▶ [SET TASK]: Reproduce verbatim the portion of the NFL tax-exemption text below, from "But the important" up to and including "being tax exempt?".

▶ [TEXT EXTRACT]:
***

But the important point ultimately to be realized in this shell game is that the League Office consistently runs a negligible if not negative profit and therefore it enjoys no real net economic advantage to being tax exempt. So why would the NFL in all of its collective wisdom put up with the public relations headache of the indignity of being tax exempt?

Here is an interview I gave USAToday and Tax Analyst trying to explain what was going down.

  • Why the NFL wants it, and whether there’s a case to be made for them just giving up their tax exemption as MLB did in 2007 I have no idea why they want to preserve the tax exemption and endure the adverse public relations blow-back. The NFL is truly amazing in that they have once again managed to find an insular political point of view that unites liberals and conservatives in its opposition, and leaves the entire political spectrum scratching its head in disbelief. It now appears all G-4 has been moved to NFL Ventures LLC, and that NFL Office is simply a pass through conduit for revenue sharing and distribution of national income including the mega TV deal of $160 million per club not including DirecTV and NFL Network ($44 million per club) which are located under the NFL Ventures umbrella.   The successful G-3 program loans receivable and notes payable comprised a lion’s share (80 percent) of both sides of the ledger (IRS 990-2012), but the G-3 was discontinued in 2006 (see below). It almost seems that all accounting business is in effect being siphoned over to NFL Ventures and that the NFL Office will gradually atrophy in the long anyway. The NFL has already moved its loan business to Ventures in 2006 for the same reason that MLB gave up the ghost in 2007 (see below).

    2)     What, if any, impact the presence of multiple bills in Congress to revoke the league’s exempt status has, and the impact of the league’s current troubles on that pending legislation.

    Of course the NFL’s inept chaotic internal governance has created a rash of public posturing on their own behalf and on behalf of self-serving political agendas and grandstanding politicians. Revoking the NFL’s tax exempt status will be like throwing br’er rabbit in the briar patch. It even seems that the NFL is currently sacrificing valuable tax write offs for a tax exempt association that is chronically running an accounting loss. (although they did show a modest $9 million profit in 2012).  Either the league will abandon its tax-emption and hide Roger Goodell’s salary in the next owners meeting for favorable publicity or they will continue on the transition from Office to Ventures that is already well under way.

***

▶ [EXTRACTED INFORMATION]:

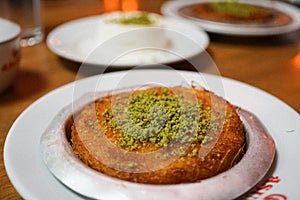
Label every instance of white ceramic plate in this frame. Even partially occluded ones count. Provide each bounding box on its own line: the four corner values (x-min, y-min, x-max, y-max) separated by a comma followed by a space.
4, 70, 300, 200
47, 12, 209, 67
161, 0, 300, 36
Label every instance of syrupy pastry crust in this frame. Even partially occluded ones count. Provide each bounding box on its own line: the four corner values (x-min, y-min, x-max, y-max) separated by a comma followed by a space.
178, 1, 292, 26
70, 87, 246, 184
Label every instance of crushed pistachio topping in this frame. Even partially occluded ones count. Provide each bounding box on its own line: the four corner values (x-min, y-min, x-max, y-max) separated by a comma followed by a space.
102, 87, 218, 159
209, 1, 267, 17
110, 12, 155, 26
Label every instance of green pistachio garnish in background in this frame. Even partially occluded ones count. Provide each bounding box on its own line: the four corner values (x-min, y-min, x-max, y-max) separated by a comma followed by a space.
110, 12, 155, 26
209, 1, 266, 17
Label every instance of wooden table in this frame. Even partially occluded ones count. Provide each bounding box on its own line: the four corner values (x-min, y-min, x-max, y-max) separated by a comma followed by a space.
0, 0, 300, 199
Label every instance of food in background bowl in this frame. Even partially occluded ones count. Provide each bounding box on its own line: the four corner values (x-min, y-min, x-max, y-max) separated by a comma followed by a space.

***

▶ [ANSWER]:
But the important point ultimately to be realized in this shell game is that the League Office consistently runs a negligible if not negative profit and therefore it enjoys no real net economic advantage to being tax exempt. So why would the NFL in all of its collective wisdom put up with the public relations headache of the indignity of being tax exempt?